Exercise passage:
I am reading more than writing these days. I read 19 of the 29 Andre Norton books I have in my personal library. (At one time I had 53 of Andre Norton's books in Paperback. However, in the process of divorce and separations and moving seven times over the years, my collection has dwindled dramatically. *Sad* At this time, I'm on the second MZB Darkover story of twenty or so I have in my library. (I haven't done a precise count). At present I am reading the hardcover reprint of Storm Queen. I have found many typos in this story and have inked in the corrections as I've found them...see what my years with Writing.com has done to my reading habits.

Mostly, I read on break at work and just before going to bed, so the story has lasted me over a week. I'm about half way to the end of the story. I have read Storm Queen before, when I was in the USAF, (late 1970's?) or in college (early 1980's). The point being, enough time has passed that I don't remember much of the story and I find I'm enjoying it very much. Storm Queen is unique from all the other Darkover novels in that there is no Earth human discovering his or her Laran capacity while visiting the planet.

The first book, Darkover Landfall is a ship full of Earth colonists who ship wreck upon the wrong planet many light years outside the star lanes and must adapt and survive. Most of the other stories take place after rediscovery by Earth space travelers. I believe the other stories related in the Age of Chaos and the hundred kingdoms fragmentation have Earth travelers who happen upon the planet in some way. But don't quote me on this as it has been a very long time since I've visited these stories and my memory is limited.

September 11, 2016 at 6:09am
September 11, 2016 at 6:09am
#891969
Those who don't look for you, don't ask about you, or don't miss you; don't care about you...

What about those folks who think about you, yet make it a point to avoid looking for you, or asking about you in order to give the impression they actually don't care? How many people are around in this world who have to forcibly disassociate themselves from a personal connection with someone because that person has chosen to leave them.

In 2003 I ran into that problem. For all intent and purpose, I put up the facade that the love of my life no longer mattered. Albeit, I didn't manage the facade very well for the first couple years; however, as the years accumulated, it became easier to "not care" for real. There are moments in time when I wonder if 'that' person thinks about me as I find myself wondering about them. (Such as the most recent moment which set me down to type out this free write).

Extracted material:
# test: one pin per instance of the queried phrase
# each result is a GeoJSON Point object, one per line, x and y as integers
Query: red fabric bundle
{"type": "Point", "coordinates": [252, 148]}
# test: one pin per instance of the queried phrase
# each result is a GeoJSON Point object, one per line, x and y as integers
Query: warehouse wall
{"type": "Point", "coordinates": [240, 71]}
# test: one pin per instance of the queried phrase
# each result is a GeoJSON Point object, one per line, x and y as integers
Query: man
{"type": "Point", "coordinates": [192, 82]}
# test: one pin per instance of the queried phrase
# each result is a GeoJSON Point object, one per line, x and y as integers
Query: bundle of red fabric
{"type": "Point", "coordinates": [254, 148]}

==

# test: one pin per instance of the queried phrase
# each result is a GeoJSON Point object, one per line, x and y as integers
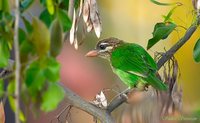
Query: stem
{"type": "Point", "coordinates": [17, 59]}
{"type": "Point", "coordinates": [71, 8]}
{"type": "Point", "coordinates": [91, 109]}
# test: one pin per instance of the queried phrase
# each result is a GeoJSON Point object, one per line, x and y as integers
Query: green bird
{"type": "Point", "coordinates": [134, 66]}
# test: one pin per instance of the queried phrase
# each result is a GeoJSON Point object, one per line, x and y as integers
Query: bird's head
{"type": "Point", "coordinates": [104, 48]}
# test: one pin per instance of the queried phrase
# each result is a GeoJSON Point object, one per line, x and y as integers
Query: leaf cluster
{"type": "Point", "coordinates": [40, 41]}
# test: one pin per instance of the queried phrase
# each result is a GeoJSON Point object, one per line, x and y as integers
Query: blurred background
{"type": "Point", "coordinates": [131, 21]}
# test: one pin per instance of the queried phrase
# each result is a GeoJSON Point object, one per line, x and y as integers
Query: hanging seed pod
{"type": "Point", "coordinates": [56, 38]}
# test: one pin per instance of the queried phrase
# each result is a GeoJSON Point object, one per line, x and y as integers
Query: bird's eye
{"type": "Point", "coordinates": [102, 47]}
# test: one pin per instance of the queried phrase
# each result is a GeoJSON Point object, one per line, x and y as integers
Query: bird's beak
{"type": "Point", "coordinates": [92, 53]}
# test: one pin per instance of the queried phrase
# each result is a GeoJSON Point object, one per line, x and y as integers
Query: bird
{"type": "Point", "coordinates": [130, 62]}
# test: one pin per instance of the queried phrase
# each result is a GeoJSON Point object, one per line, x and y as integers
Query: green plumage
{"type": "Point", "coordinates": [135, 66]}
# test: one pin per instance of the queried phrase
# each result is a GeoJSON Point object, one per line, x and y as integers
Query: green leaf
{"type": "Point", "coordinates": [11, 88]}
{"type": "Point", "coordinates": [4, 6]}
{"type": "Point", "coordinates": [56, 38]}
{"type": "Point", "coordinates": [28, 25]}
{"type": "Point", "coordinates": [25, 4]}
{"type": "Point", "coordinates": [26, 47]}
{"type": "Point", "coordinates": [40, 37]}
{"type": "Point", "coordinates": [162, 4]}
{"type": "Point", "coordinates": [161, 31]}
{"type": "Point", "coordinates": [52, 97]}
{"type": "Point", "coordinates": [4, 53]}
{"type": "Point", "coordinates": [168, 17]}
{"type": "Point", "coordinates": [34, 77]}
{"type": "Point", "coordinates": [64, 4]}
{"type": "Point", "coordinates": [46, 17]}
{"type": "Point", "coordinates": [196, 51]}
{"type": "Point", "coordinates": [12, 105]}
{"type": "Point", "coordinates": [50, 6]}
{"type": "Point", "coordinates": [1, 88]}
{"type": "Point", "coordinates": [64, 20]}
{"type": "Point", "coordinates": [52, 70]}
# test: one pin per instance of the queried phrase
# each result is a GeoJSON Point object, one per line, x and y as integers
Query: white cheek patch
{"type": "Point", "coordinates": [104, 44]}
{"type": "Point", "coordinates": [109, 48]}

==

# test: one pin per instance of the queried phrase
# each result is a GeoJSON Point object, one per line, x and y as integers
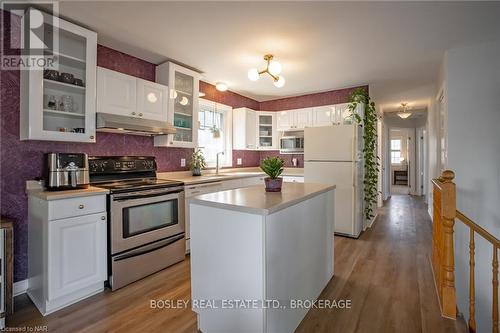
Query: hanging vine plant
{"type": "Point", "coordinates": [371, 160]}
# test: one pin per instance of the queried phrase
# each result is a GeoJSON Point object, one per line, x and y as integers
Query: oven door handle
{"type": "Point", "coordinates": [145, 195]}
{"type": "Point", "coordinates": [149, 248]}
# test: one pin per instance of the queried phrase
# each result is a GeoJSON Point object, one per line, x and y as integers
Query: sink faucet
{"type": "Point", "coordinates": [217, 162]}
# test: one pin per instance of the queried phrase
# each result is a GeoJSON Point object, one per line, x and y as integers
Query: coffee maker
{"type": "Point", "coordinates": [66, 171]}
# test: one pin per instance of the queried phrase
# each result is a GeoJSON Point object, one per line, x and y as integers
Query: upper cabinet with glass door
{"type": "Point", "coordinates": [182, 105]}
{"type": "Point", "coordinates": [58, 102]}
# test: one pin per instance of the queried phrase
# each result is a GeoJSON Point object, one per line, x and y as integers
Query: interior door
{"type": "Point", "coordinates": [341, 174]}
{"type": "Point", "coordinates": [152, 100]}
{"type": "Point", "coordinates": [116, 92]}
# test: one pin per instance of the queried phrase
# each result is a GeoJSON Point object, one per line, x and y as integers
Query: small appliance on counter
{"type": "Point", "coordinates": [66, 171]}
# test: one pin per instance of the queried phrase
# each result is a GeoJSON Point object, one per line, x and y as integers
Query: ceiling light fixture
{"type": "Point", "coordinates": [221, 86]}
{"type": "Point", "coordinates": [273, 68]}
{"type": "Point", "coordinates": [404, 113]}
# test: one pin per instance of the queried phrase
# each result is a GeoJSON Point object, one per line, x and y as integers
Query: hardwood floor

Work request 1:
Rewrite the stretch of the journal excerpt from "Mostly, I read" through "visiting the planet.", replacing "USAF" with "U.S. Air Force".
Work request 2:
In the journal excerpt, how many of Andre Norton's books did the writer once own in paperback?
The records come from a different source than the journal excerpt.

Solution 1:
Mostly, I read on break at work and just before going to bed, so the story has lasted me over a week. I'm about half way to the end of the story. I have read Storm Queen before, when I was in the U.S. Air Force, (late 1970's?) or in college (early 1980's). The point being, enough time has passed that I don't remember much of the story and I find I'm enjoying it very much. Storm Queen is unique from all the other Darkover novels in that there is no Earth human discovering his or her Laran capacity while visiting the planet.

Solution 2:
53